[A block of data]
────
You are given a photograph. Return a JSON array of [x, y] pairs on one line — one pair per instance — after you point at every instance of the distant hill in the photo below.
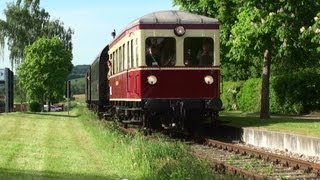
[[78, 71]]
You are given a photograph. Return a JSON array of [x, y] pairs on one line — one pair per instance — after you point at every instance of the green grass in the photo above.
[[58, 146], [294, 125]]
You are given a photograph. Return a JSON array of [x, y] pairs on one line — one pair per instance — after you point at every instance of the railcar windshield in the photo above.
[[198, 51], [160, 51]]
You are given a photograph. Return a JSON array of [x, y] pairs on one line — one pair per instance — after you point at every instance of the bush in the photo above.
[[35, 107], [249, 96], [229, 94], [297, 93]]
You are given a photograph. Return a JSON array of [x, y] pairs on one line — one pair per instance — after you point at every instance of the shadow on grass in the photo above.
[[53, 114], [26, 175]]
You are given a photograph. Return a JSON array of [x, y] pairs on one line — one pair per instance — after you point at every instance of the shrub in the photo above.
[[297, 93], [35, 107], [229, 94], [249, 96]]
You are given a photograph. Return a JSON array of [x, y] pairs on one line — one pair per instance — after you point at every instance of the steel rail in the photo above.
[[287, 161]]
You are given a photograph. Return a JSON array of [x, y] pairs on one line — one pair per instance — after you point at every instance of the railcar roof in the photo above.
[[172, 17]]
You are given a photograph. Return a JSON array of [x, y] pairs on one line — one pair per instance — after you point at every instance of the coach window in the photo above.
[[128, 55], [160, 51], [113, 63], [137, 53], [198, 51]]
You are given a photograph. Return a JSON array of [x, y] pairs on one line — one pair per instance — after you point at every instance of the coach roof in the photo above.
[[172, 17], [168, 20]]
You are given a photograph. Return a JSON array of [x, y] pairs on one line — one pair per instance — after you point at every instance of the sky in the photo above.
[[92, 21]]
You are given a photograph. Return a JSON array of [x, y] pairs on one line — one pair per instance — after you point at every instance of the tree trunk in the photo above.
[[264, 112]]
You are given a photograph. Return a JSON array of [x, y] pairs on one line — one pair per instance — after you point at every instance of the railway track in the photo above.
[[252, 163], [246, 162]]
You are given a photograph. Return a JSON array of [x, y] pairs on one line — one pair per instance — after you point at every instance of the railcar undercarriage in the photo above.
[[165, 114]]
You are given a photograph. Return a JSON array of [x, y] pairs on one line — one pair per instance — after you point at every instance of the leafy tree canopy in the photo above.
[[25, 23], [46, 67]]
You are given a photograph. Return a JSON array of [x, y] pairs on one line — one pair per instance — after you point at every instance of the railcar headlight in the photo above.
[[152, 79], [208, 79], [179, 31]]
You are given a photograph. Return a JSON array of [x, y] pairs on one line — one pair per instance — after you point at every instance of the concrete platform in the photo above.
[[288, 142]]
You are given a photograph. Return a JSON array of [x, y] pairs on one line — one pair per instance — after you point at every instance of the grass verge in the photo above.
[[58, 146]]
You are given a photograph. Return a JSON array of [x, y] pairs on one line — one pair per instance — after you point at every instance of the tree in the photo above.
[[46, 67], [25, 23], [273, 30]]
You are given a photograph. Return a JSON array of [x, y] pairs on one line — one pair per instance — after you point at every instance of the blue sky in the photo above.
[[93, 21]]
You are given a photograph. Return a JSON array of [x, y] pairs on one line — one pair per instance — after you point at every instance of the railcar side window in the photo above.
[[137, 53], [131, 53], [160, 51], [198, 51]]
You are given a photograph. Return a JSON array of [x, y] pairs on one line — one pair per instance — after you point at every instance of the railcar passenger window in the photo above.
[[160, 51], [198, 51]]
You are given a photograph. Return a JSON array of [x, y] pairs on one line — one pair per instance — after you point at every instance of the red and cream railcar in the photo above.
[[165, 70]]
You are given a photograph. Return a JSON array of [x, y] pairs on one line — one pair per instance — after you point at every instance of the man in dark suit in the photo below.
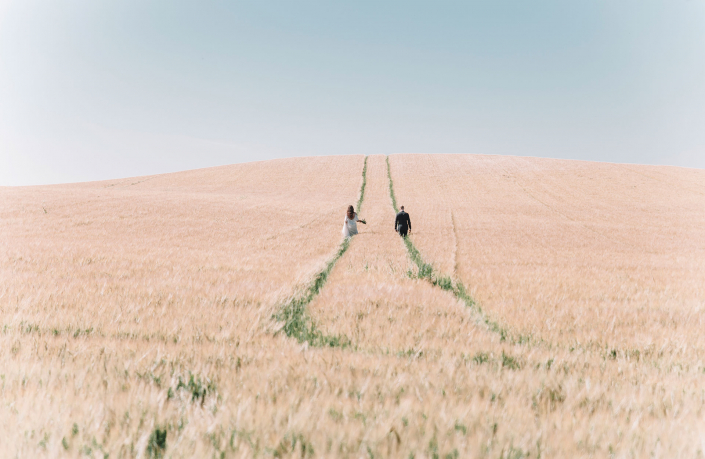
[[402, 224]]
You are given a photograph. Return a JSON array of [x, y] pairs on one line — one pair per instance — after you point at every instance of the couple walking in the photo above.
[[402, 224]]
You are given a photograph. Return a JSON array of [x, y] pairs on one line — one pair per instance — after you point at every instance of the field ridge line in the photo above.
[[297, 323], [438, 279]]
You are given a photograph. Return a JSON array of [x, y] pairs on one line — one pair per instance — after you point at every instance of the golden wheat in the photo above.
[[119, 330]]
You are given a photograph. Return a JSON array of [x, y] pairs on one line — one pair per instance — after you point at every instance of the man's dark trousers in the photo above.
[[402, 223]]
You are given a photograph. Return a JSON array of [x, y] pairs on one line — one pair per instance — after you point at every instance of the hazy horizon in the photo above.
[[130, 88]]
────
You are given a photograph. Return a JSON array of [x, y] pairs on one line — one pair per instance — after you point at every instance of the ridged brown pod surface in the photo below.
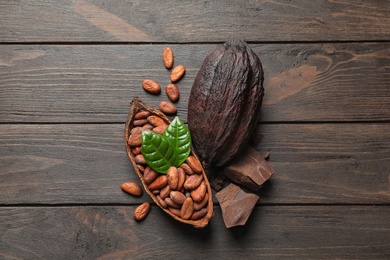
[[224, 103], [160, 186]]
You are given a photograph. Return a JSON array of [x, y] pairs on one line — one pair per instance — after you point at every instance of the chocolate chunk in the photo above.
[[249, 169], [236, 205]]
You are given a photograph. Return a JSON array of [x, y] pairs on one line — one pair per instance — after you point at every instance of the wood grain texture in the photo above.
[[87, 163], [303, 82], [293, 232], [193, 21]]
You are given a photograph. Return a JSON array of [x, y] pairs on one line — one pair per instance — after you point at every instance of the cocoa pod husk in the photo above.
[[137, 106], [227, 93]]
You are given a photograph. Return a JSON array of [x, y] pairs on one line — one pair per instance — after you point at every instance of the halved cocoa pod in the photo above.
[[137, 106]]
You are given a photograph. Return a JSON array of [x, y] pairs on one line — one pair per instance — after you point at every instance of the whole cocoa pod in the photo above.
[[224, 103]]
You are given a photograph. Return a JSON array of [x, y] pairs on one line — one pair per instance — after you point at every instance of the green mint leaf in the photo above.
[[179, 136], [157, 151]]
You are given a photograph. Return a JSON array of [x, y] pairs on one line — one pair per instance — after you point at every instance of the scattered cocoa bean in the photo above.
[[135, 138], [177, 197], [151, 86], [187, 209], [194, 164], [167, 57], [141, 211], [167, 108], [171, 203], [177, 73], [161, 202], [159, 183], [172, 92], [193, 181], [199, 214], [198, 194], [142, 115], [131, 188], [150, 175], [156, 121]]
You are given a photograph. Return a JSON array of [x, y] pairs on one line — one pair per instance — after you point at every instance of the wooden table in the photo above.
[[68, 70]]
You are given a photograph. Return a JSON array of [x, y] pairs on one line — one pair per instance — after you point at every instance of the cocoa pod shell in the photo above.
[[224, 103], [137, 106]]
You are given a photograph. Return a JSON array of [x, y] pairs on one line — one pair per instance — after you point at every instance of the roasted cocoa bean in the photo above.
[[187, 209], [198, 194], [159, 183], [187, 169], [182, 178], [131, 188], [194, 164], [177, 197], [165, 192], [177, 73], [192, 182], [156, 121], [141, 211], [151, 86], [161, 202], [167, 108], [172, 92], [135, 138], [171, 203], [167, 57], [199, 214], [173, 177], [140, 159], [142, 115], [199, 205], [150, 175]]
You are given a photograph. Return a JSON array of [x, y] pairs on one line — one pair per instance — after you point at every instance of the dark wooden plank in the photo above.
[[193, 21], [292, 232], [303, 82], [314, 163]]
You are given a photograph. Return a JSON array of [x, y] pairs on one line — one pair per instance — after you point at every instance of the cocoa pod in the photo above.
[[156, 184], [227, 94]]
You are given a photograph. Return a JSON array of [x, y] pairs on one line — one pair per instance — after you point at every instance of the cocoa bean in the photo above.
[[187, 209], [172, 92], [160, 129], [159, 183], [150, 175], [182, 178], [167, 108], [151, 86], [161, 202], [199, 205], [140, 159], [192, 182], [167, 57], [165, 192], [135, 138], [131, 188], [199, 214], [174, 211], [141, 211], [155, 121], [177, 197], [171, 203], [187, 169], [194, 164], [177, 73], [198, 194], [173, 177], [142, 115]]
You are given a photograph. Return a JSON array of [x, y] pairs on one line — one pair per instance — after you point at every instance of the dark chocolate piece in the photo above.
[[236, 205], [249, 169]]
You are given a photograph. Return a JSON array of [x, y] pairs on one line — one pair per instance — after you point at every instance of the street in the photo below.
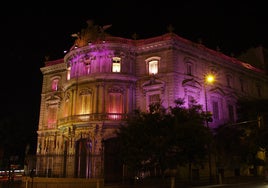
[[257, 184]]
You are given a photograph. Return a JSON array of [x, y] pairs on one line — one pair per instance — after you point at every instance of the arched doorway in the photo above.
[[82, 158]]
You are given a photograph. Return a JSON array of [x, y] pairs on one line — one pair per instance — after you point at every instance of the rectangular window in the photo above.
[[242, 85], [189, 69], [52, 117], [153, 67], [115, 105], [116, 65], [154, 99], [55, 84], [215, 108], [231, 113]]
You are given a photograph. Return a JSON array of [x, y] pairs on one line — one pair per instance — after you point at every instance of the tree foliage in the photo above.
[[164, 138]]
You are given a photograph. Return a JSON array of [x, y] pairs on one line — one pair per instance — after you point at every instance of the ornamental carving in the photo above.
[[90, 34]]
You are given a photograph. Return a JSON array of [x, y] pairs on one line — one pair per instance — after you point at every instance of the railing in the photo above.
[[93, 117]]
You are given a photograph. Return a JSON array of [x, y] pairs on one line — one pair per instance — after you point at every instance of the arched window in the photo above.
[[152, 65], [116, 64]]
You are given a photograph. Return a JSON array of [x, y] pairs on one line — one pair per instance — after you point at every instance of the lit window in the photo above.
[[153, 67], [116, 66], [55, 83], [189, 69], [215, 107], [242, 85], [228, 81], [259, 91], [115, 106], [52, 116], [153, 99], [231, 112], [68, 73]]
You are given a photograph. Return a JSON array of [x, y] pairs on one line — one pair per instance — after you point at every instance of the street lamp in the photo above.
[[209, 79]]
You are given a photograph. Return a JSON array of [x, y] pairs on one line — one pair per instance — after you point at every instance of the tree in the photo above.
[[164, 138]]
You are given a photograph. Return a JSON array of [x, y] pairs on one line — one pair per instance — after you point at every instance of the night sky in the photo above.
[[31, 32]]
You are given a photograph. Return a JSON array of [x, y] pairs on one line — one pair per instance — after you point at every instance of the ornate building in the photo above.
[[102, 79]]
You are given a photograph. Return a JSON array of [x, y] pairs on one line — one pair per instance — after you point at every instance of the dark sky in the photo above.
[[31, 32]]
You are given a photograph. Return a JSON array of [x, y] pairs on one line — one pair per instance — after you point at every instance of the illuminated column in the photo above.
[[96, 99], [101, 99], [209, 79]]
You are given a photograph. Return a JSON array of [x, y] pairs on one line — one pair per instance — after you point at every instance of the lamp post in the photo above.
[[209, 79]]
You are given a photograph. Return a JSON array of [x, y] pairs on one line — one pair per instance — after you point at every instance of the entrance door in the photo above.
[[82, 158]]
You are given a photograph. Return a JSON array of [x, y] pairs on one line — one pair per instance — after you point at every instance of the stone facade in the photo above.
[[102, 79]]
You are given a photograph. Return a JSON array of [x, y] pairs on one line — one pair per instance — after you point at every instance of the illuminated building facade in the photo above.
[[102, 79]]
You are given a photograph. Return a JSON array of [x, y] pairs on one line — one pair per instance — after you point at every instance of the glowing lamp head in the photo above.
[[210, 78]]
────
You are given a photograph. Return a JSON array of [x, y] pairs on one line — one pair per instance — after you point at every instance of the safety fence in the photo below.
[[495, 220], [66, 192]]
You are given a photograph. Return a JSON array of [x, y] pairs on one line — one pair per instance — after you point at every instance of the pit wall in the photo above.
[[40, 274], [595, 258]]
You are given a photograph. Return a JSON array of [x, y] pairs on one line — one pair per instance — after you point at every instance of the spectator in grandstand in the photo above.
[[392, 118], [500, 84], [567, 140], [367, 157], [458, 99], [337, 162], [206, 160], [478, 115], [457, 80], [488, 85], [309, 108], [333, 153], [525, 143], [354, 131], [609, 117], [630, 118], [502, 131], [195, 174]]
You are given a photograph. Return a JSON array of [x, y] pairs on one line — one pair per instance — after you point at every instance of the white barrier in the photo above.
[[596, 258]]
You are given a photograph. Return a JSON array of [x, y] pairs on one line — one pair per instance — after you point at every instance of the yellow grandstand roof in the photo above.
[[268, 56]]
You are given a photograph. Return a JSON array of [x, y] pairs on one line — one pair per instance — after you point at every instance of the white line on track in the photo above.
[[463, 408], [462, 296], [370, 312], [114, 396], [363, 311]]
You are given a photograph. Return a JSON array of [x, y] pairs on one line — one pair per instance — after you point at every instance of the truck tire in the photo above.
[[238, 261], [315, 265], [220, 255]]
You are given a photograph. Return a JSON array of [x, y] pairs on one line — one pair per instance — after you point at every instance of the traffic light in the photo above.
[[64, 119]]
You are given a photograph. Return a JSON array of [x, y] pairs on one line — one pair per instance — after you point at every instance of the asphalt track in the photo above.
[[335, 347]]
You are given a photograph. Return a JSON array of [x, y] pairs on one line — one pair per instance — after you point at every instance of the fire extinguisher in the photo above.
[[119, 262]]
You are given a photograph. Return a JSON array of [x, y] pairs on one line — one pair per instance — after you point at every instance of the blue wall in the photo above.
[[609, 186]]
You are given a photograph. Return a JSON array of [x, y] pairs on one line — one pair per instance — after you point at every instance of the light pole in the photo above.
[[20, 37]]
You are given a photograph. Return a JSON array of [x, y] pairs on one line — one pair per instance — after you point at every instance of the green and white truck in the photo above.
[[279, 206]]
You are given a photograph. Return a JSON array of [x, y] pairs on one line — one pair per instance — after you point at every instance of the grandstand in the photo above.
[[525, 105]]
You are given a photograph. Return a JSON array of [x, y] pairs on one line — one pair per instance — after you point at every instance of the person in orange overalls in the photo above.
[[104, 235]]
────
### Your task
Copy the listing from the line with "barrier in the photo above." to the line with "[[335, 347]]", switching "traffic light" to "signal light" and keeping everything else the same.

### Reply
You are given a photograph. Return a JSON array of [x, y] pairs on one line — one pair per instance — after you point at every instance of the white barrier in the photo above.
[[596, 258]]
You are given a photograph. Return a JSON array of [x, y] pairs on one line — one pair per instance — after you point at every instance of the yellow grandstand roof in the photo above.
[[268, 56]]
You are given a photograph. Return a JSON array of [x, y] pairs on one line — one pair per instance — after you point at every instance of the white line on track in the photo above.
[[463, 408], [462, 296], [370, 312], [114, 396], [363, 311]]
You are given a photograph. Return a JSON array of [x, y] pairs on one line — one pair per instance — after you point at every instance of the truck tire in the photo above.
[[238, 261], [315, 265], [220, 255]]
You are given a photograph. Return a JSON array of [x, y] pairs on one line — one pair per instance — after you point at every instance of the signal light in the photo above.
[[64, 119]]
You are given a photograph. Return a JSON array of [x, y] pairs on one line — one pair per instance — after you point at every instance of the asphalt track in the photo above.
[[335, 347]]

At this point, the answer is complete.